Stored data entries
● ● ● ● ● ● ●
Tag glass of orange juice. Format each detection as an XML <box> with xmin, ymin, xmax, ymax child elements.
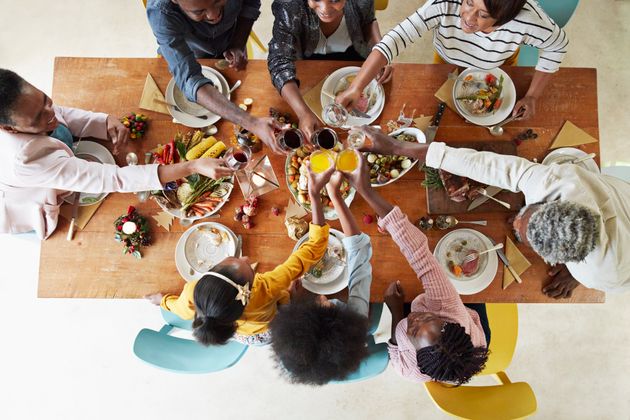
<box><xmin>310</xmin><ymin>150</ymin><xmax>335</xmax><ymax>174</ymax></box>
<box><xmin>336</xmin><ymin>148</ymin><xmax>359</xmax><ymax>173</ymax></box>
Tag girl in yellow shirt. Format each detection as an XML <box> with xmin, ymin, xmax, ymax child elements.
<box><xmin>157</xmin><ymin>164</ymin><xmax>334</xmax><ymax>346</ymax></box>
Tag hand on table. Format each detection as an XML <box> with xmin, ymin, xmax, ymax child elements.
<box><xmin>250</xmin><ymin>117</ymin><xmax>285</xmax><ymax>155</ymax></box>
<box><xmin>375</xmin><ymin>64</ymin><xmax>394</xmax><ymax>85</ymax></box>
<box><xmin>542</xmin><ymin>264</ymin><xmax>580</xmax><ymax>299</ymax></box>
<box><xmin>144</xmin><ymin>293</ymin><xmax>163</xmax><ymax>306</ymax></box>
<box><xmin>223</xmin><ymin>48</ymin><xmax>248</xmax><ymax>71</ymax></box>
<box><xmin>384</xmin><ymin>280</ymin><xmax>405</xmax><ymax>315</ymax></box>
<box><xmin>195</xmin><ymin>157</ymin><xmax>234</xmax><ymax>179</ymax></box>
<box><xmin>106</xmin><ymin>115</ymin><xmax>130</xmax><ymax>155</ymax></box>
<box><xmin>513</xmin><ymin>95</ymin><xmax>537</xmax><ymax>119</ymax></box>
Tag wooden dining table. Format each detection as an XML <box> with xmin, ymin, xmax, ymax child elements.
<box><xmin>38</xmin><ymin>57</ymin><xmax>604</xmax><ymax>303</ymax></box>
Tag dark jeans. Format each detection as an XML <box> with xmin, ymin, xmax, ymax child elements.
<box><xmin>403</xmin><ymin>302</ymin><xmax>491</xmax><ymax>346</ymax></box>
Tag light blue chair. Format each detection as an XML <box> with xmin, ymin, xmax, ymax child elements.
<box><xmin>517</xmin><ymin>0</ymin><xmax>580</xmax><ymax>67</ymax></box>
<box><xmin>602</xmin><ymin>165</ymin><xmax>630</xmax><ymax>183</ymax></box>
<box><xmin>331</xmin><ymin>303</ymin><xmax>389</xmax><ymax>383</ymax></box>
<box><xmin>132</xmin><ymin>308</ymin><xmax>248</xmax><ymax>374</ymax></box>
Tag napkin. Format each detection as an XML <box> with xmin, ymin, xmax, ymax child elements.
<box><xmin>60</xmin><ymin>201</ymin><xmax>102</xmax><ymax>230</ymax></box>
<box><xmin>502</xmin><ymin>236</ymin><xmax>532</xmax><ymax>289</ymax></box>
<box><xmin>434</xmin><ymin>69</ymin><xmax>459</xmax><ymax>112</ymax></box>
<box><xmin>153</xmin><ymin>211</ymin><xmax>175</xmax><ymax>231</ymax></box>
<box><xmin>302</xmin><ymin>77</ymin><xmax>327</xmax><ymax>123</ymax></box>
<box><xmin>139</xmin><ymin>73</ymin><xmax>170</xmax><ymax>115</ymax></box>
<box><xmin>549</xmin><ymin>120</ymin><xmax>599</xmax><ymax>149</ymax></box>
<box><xmin>413</xmin><ymin>115</ymin><xmax>433</xmax><ymax>132</ymax></box>
<box><xmin>286</xmin><ymin>198</ymin><xmax>308</xmax><ymax>219</ymax></box>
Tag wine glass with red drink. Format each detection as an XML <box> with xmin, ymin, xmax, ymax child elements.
<box><xmin>276</xmin><ymin>127</ymin><xmax>305</xmax><ymax>151</ymax></box>
<box><xmin>224</xmin><ymin>144</ymin><xmax>252</xmax><ymax>171</ymax></box>
<box><xmin>312</xmin><ymin>128</ymin><xmax>338</xmax><ymax>150</ymax></box>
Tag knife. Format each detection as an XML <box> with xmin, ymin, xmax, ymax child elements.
<box><xmin>490</xmin><ymin>238</ymin><xmax>522</xmax><ymax>283</ymax></box>
<box><xmin>66</xmin><ymin>192</ymin><xmax>80</xmax><ymax>241</ymax></box>
<box><xmin>467</xmin><ymin>185</ymin><xmax>503</xmax><ymax>211</ymax></box>
<box><xmin>425</xmin><ymin>102</ymin><xmax>446</xmax><ymax>143</ymax></box>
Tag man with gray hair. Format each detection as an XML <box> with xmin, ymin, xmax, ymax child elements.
<box><xmin>353</xmin><ymin>125</ymin><xmax>630</xmax><ymax>299</ymax></box>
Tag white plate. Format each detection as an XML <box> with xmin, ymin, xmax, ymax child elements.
<box><xmin>320</xmin><ymin>66</ymin><xmax>385</xmax><ymax>128</ymax></box>
<box><xmin>172</xmin><ymin>70</ymin><xmax>224</xmax><ymax>117</ymax></box>
<box><xmin>175</xmin><ymin>222</ymin><xmax>237</xmax><ymax>281</ymax></box>
<box><xmin>184</xmin><ymin>223</ymin><xmax>237</xmax><ymax>273</ymax></box>
<box><xmin>368</xmin><ymin>127</ymin><xmax>426</xmax><ymax>187</ymax></box>
<box><xmin>542</xmin><ymin>147</ymin><xmax>600</xmax><ymax>174</ymax></box>
<box><xmin>165</xmin><ymin>66</ymin><xmax>231</xmax><ymax>128</ymax></box>
<box><xmin>65</xmin><ymin>141</ymin><xmax>115</xmax><ymax>206</ymax></box>
<box><xmin>433</xmin><ymin>228</ymin><xmax>498</xmax><ymax>295</ymax></box>
<box><xmin>293</xmin><ymin>229</ymin><xmax>349</xmax><ymax>295</ymax></box>
<box><xmin>154</xmin><ymin>180</ymin><xmax>234</xmax><ymax>222</ymax></box>
<box><xmin>452</xmin><ymin>67</ymin><xmax>516</xmax><ymax>127</ymax></box>
<box><xmin>284</xmin><ymin>153</ymin><xmax>356</xmax><ymax>220</ymax></box>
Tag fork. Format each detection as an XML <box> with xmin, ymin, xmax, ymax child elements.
<box><xmin>461</xmin><ymin>243</ymin><xmax>504</xmax><ymax>265</ymax></box>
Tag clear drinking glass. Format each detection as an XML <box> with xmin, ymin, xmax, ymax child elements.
<box><xmin>276</xmin><ymin>127</ymin><xmax>305</xmax><ymax>151</ymax></box>
<box><xmin>322</xmin><ymin>103</ymin><xmax>349</xmax><ymax>128</ymax></box>
<box><xmin>224</xmin><ymin>144</ymin><xmax>252</xmax><ymax>171</ymax></box>
<box><xmin>311</xmin><ymin>127</ymin><xmax>339</xmax><ymax>150</ymax></box>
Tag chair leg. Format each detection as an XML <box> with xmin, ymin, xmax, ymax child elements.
<box><xmin>493</xmin><ymin>371</ymin><xmax>512</xmax><ymax>385</ymax></box>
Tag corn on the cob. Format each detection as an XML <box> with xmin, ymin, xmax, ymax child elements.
<box><xmin>201</xmin><ymin>140</ymin><xmax>226</xmax><ymax>158</ymax></box>
<box><xmin>186</xmin><ymin>136</ymin><xmax>217</xmax><ymax>160</ymax></box>
<box><xmin>187</xmin><ymin>130</ymin><xmax>205</xmax><ymax>151</ymax></box>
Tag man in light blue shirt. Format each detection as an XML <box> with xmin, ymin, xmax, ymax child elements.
<box><xmin>147</xmin><ymin>0</ymin><xmax>283</xmax><ymax>153</ymax></box>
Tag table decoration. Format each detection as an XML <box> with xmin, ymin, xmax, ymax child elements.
<box><xmin>114</xmin><ymin>206</ymin><xmax>151</xmax><ymax>259</ymax></box>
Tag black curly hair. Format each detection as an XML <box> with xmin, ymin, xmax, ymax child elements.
<box><xmin>417</xmin><ymin>322</ymin><xmax>489</xmax><ymax>385</ymax></box>
<box><xmin>0</xmin><ymin>68</ymin><xmax>25</xmax><ymax>125</ymax></box>
<box><xmin>270</xmin><ymin>300</ymin><xmax>369</xmax><ymax>385</ymax></box>
<box><xmin>192</xmin><ymin>264</ymin><xmax>246</xmax><ymax>346</ymax></box>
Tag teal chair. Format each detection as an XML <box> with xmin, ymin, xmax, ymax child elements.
<box><xmin>133</xmin><ymin>308</ymin><xmax>248</xmax><ymax>374</ymax></box>
<box><xmin>331</xmin><ymin>303</ymin><xmax>389</xmax><ymax>383</ymax></box>
<box><xmin>517</xmin><ymin>0</ymin><xmax>580</xmax><ymax>67</ymax></box>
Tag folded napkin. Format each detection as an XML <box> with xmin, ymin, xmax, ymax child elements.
<box><xmin>302</xmin><ymin>77</ymin><xmax>327</xmax><ymax>123</ymax></box>
<box><xmin>153</xmin><ymin>211</ymin><xmax>174</xmax><ymax>231</ymax></box>
<box><xmin>60</xmin><ymin>201</ymin><xmax>102</xmax><ymax>230</ymax></box>
<box><xmin>139</xmin><ymin>73</ymin><xmax>170</xmax><ymax>115</ymax></box>
<box><xmin>549</xmin><ymin>120</ymin><xmax>599</xmax><ymax>149</ymax></box>
<box><xmin>413</xmin><ymin>115</ymin><xmax>433</xmax><ymax>133</ymax></box>
<box><xmin>502</xmin><ymin>236</ymin><xmax>532</xmax><ymax>289</ymax></box>
<box><xmin>286</xmin><ymin>198</ymin><xmax>308</xmax><ymax>219</ymax></box>
<box><xmin>434</xmin><ymin>70</ymin><xmax>459</xmax><ymax>112</ymax></box>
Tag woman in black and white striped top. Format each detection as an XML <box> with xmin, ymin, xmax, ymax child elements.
<box><xmin>337</xmin><ymin>0</ymin><xmax>568</xmax><ymax>119</ymax></box>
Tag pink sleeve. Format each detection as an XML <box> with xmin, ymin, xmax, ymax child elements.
<box><xmin>54</xmin><ymin>105</ymin><xmax>109</xmax><ymax>140</ymax></box>
<box><xmin>378</xmin><ymin>206</ymin><xmax>463</xmax><ymax>311</ymax></box>
<box><xmin>14</xmin><ymin>137</ymin><xmax>162</xmax><ymax>193</ymax></box>
<box><xmin>387</xmin><ymin>319</ymin><xmax>430</xmax><ymax>383</ymax></box>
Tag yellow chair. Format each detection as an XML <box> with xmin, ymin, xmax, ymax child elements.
<box><xmin>423</xmin><ymin>304</ymin><xmax>538</xmax><ymax>420</ymax></box>
<box><xmin>375</xmin><ymin>0</ymin><xmax>389</xmax><ymax>11</ymax></box>
<box><xmin>141</xmin><ymin>0</ymin><xmax>266</xmax><ymax>59</ymax></box>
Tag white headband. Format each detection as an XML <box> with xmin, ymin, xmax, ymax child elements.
<box><xmin>209</xmin><ymin>271</ymin><xmax>251</xmax><ymax>306</ymax></box>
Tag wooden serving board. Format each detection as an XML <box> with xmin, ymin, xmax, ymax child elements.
<box><xmin>426</xmin><ymin>141</ymin><xmax>525</xmax><ymax>214</ymax></box>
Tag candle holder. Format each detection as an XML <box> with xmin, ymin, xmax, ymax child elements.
<box><xmin>234</xmin><ymin>154</ymin><xmax>280</xmax><ymax>199</ymax></box>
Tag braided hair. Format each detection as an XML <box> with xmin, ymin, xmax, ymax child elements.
<box><xmin>192</xmin><ymin>264</ymin><xmax>246</xmax><ymax>346</ymax></box>
<box><xmin>416</xmin><ymin>322</ymin><xmax>489</xmax><ymax>385</ymax></box>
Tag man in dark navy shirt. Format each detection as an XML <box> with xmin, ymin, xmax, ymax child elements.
<box><xmin>147</xmin><ymin>0</ymin><xmax>283</xmax><ymax>154</ymax></box>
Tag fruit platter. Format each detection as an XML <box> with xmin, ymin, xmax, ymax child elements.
<box><xmin>151</xmin><ymin>130</ymin><xmax>234</xmax><ymax>220</ymax></box>
<box><xmin>285</xmin><ymin>146</ymin><xmax>355</xmax><ymax>220</ymax></box>
<box><xmin>365</xmin><ymin>127</ymin><xmax>426</xmax><ymax>187</ymax></box>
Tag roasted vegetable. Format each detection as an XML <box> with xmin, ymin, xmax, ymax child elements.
<box><xmin>186</xmin><ymin>136</ymin><xmax>218</xmax><ymax>160</ymax></box>
<box><xmin>201</xmin><ymin>140</ymin><xmax>226</xmax><ymax>158</ymax></box>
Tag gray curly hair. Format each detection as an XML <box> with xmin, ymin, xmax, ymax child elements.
<box><xmin>526</xmin><ymin>201</ymin><xmax>601</xmax><ymax>265</ymax></box>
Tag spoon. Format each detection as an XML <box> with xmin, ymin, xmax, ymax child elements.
<box><xmin>488</xmin><ymin>109</ymin><xmax>525</xmax><ymax>136</ymax></box>
<box><xmin>229</xmin><ymin>80</ymin><xmax>242</xmax><ymax>93</ymax></box>
<box><xmin>462</xmin><ymin>243</ymin><xmax>504</xmax><ymax>264</ymax></box>
<box><xmin>435</xmin><ymin>215</ymin><xmax>487</xmax><ymax>230</ymax></box>
<box><xmin>479</xmin><ymin>188</ymin><xmax>511</xmax><ymax>209</ymax></box>
<box><xmin>571</xmin><ymin>153</ymin><xmax>596</xmax><ymax>165</ymax></box>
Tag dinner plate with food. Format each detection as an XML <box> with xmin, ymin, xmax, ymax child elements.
<box><xmin>285</xmin><ymin>146</ymin><xmax>356</xmax><ymax>220</ymax></box>
<box><xmin>542</xmin><ymin>147</ymin><xmax>600</xmax><ymax>173</ymax></box>
<box><xmin>151</xmin><ymin>130</ymin><xmax>234</xmax><ymax>221</ymax></box>
<box><xmin>165</xmin><ymin>65</ymin><xmax>231</xmax><ymax>128</ymax></box>
<box><xmin>320</xmin><ymin>66</ymin><xmax>385</xmax><ymax>128</ymax></box>
<box><xmin>175</xmin><ymin>222</ymin><xmax>238</xmax><ymax>281</ymax></box>
<box><xmin>64</xmin><ymin>141</ymin><xmax>115</xmax><ymax>206</ymax></box>
<box><xmin>365</xmin><ymin>127</ymin><xmax>426</xmax><ymax>187</ymax></box>
<box><xmin>453</xmin><ymin>67</ymin><xmax>516</xmax><ymax>127</ymax></box>
<box><xmin>433</xmin><ymin>228</ymin><xmax>498</xmax><ymax>295</ymax></box>
<box><xmin>293</xmin><ymin>229</ymin><xmax>348</xmax><ymax>295</ymax></box>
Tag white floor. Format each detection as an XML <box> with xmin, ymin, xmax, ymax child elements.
<box><xmin>1</xmin><ymin>1</ymin><xmax>630</xmax><ymax>419</ymax></box>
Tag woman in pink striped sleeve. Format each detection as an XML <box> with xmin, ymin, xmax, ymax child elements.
<box><xmin>345</xmin><ymin>154</ymin><xmax>489</xmax><ymax>385</ymax></box>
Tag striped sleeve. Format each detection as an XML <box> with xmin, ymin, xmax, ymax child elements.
<box><xmin>373</xmin><ymin>0</ymin><xmax>453</xmax><ymax>64</ymax></box>
<box><xmin>520</xmin><ymin>0</ymin><xmax>568</xmax><ymax>73</ymax></box>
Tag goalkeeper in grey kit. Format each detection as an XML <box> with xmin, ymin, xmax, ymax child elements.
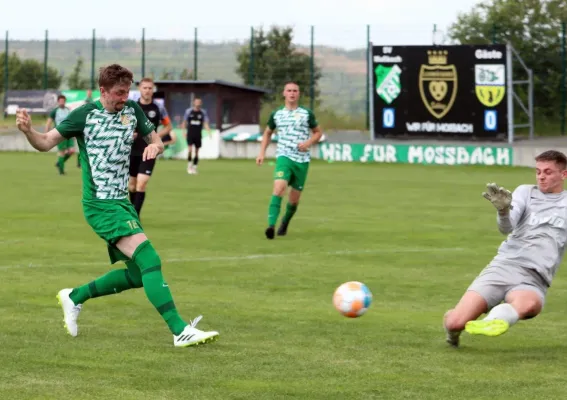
<box><xmin>443</xmin><ymin>150</ymin><xmax>567</xmax><ymax>347</ymax></box>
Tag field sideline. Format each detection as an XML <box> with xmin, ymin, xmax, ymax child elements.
<box><xmin>1</xmin><ymin>152</ymin><xmax>567</xmax><ymax>399</ymax></box>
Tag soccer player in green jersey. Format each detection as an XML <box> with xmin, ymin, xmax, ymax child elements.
<box><xmin>46</xmin><ymin>95</ymin><xmax>73</xmax><ymax>175</ymax></box>
<box><xmin>16</xmin><ymin>64</ymin><xmax>219</xmax><ymax>348</ymax></box>
<box><xmin>256</xmin><ymin>82</ymin><xmax>323</xmax><ymax>239</ymax></box>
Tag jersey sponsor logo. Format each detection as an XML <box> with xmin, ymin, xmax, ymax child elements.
<box><xmin>527</xmin><ymin>213</ymin><xmax>565</xmax><ymax>228</ymax></box>
<box><xmin>148</xmin><ymin>110</ymin><xmax>157</xmax><ymax>118</ymax></box>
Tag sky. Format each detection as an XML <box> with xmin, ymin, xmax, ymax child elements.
<box><xmin>0</xmin><ymin>0</ymin><xmax>482</xmax><ymax>49</ymax></box>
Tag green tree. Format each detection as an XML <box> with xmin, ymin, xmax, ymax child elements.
<box><xmin>447</xmin><ymin>0</ymin><xmax>567</xmax><ymax>118</ymax></box>
<box><xmin>0</xmin><ymin>52</ymin><xmax>62</xmax><ymax>91</ymax></box>
<box><xmin>67</xmin><ymin>57</ymin><xmax>90</xmax><ymax>89</ymax></box>
<box><xmin>236</xmin><ymin>26</ymin><xmax>322</xmax><ymax>105</ymax></box>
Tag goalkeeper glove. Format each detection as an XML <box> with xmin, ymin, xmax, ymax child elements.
<box><xmin>482</xmin><ymin>182</ymin><xmax>513</xmax><ymax>212</ymax></box>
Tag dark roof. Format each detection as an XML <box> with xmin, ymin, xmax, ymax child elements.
<box><xmin>145</xmin><ymin>79</ymin><xmax>270</xmax><ymax>94</ymax></box>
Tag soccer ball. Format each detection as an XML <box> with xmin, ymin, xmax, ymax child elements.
<box><xmin>332</xmin><ymin>281</ymin><xmax>372</xmax><ymax>318</ymax></box>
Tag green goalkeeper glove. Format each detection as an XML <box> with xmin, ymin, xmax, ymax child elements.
<box><xmin>482</xmin><ymin>183</ymin><xmax>513</xmax><ymax>212</ymax></box>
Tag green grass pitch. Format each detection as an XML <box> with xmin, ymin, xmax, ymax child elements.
<box><xmin>1</xmin><ymin>152</ymin><xmax>567</xmax><ymax>399</ymax></box>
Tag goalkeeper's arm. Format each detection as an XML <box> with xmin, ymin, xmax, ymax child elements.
<box><xmin>494</xmin><ymin>185</ymin><xmax>530</xmax><ymax>234</ymax></box>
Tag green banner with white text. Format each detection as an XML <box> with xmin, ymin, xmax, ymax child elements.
<box><xmin>318</xmin><ymin>143</ymin><xmax>513</xmax><ymax>166</ymax></box>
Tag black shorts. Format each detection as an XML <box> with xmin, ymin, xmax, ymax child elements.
<box><xmin>161</xmin><ymin>134</ymin><xmax>172</xmax><ymax>143</ymax></box>
<box><xmin>186</xmin><ymin>132</ymin><xmax>202</xmax><ymax>148</ymax></box>
<box><xmin>129</xmin><ymin>155</ymin><xmax>156</xmax><ymax>177</ymax></box>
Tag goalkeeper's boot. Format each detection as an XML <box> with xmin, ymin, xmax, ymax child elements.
<box><xmin>56</xmin><ymin>288</ymin><xmax>82</xmax><ymax>337</ymax></box>
<box><xmin>173</xmin><ymin>315</ymin><xmax>219</xmax><ymax>348</ymax></box>
<box><xmin>277</xmin><ymin>221</ymin><xmax>289</xmax><ymax>236</ymax></box>
<box><xmin>265</xmin><ymin>226</ymin><xmax>275</xmax><ymax>240</ymax></box>
<box><xmin>465</xmin><ymin>319</ymin><xmax>509</xmax><ymax>337</ymax></box>
<box><xmin>444</xmin><ymin>326</ymin><xmax>461</xmax><ymax>348</ymax></box>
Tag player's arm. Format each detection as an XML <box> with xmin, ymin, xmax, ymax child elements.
<box><xmin>257</xmin><ymin>112</ymin><xmax>276</xmax><ymax>165</ymax></box>
<box><xmin>163</xmin><ymin>130</ymin><xmax>177</xmax><ymax>146</ymax></box>
<box><xmin>181</xmin><ymin>108</ymin><xmax>190</xmax><ymax>134</ymax></box>
<box><xmin>202</xmin><ymin>109</ymin><xmax>211</xmax><ymax>131</ymax></box>
<box><xmin>298</xmin><ymin>111</ymin><xmax>322</xmax><ymax>151</ymax></box>
<box><xmin>156</xmin><ymin>105</ymin><xmax>173</xmax><ymax>138</ymax></box>
<box><xmin>132</xmin><ymin>101</ymin><xmax>163</xmax><ymax>160</ymax></box>
<box><xmin>16</xmin><ymin>109</ymin><xmax>65</xmax><ymax>151</ymax></box>
<box><xmin>483</xmin><ymin>183</ymin><xmax>529</xmax><ymax>234</ymax></box>
<box><xmin>45</xmin><ymin>109</ymin><xmax>56</xmax><ymax>132</ymax></box>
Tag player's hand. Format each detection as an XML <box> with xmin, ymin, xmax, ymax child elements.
<box><xmin>256</xmin><ymin>154</ymin><xmax>264</xmax><ymax>166</ymax></box>
<box><xmin>16</xmin><ymin>109</ymin><xmax>32</xmax><ymax>134</ymax></box>
<box><xmin>143</xmin><ymin>143</ymin><xmax>160</xmax><ymax>161</ymax></box>
<box><xmin>298</xmin><ymin>141</ymin><xmax>310</xmax><ymax>152</ymax></box>
<box><xmin>483</xmin><ymin>183</ymin><xmax>513</xmax><ymax>212</ymax></box>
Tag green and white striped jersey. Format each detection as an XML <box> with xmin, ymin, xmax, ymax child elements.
<box><xmin>267</xmin><ymin>106</ymin><xmax>318</xmax><ymax>163</ymax></box>
<box><xmin>56</xmin><ymin>100</ymin><xmax>155</xmax><ymax>200</ymax></box>
<box><xmin>49</xmin><ymin>106</ymin><xmax>71</xmax><ymax>126</ymax></box>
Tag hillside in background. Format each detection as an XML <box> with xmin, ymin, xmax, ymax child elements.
<box><xmin>1</xmin><ymin>39</ymin><xmax>368</xmax><ymax>115</ymax></box>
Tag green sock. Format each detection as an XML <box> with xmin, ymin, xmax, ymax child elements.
<box><xmin>268</xmin><ymin>195</ymin><xmax>283</xmax><ymax>227</ymax></box>
<box><xmin>69</xmin><ymin>268</ymin><xmax>141</xmax><ymax>305</ymax></box>
<box><xmin>133</xmin><ymin>240</ymin><xmax>187</xmax><ymax>335</ymax></box>
<box><xmin>63</xmin><ymin>154</ymin><xmax>72</xmax><ymax>162</ymax></box>
<box><xmin>282</xmin><ymin>203</ymin><xmax>298</xmax><ymax>224</ymax></box>
<box><xmin>57</xmin><ymin>156</ymin><xmax>65</xmax><ymax>171</ymax></box>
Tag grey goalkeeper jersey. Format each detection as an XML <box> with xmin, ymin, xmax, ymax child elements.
<box><xmin>493</xmin><ymin>184</ymin><xmax>567</xmax><ymax>286</ymax></box>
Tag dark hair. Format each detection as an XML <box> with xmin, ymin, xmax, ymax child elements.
<box><xmin>57</xmin><ymin>95</ymin><xmax>66</xmax><ymax>101</ymax></box>
<box><xmin>535</xmin><ymin>150</ymin><xmax>567</xmax><ymax>169</ymax></box>
<box><xmin>98</xmin><ymin>64</ymin><xmax>133</xmax><ymax>90</ymax></box>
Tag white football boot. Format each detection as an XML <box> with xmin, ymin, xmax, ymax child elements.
<box><xmin>56</xmin><ymin>288</ymin><xmax>82</xmax><ymax>337</ymax></box>
<box><xmin>173</xmin><ymin>315</ymin><xmax>219</xmax><ymax>348</ymax></box>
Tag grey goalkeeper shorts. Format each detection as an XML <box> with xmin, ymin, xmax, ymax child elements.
<box><xmin>467</xmin><ymin>263</ymin><xmax>549</xmax><ymax>309</ymax></box>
● ● ● ● ● ● ●
Exercise aim: Give back, unchanged, every line from the one with "Tag white football" to the end of the entries above.

Response area:
Tag white football boot. Format each detection as an XML <box> with xmin, ymin, xmax, ymax child elements.
<box><xmin>56</xmin><ymin>288</ymin><xmax>82</xmax><ymax>337</ymax></box>
<box><xmin>173</xmin><ymin>315</ymin><xmax>219</xmax><ymax>348</ymax></box>
Tag grey goalkeeper shorts. Format each detection as an XML <box> with xmin, ymin, xmax, ymax child elements.
<box><xmin>467</xmin><ymin>263</ymin><xmax>549</xmax><ymax>309</ymax></box>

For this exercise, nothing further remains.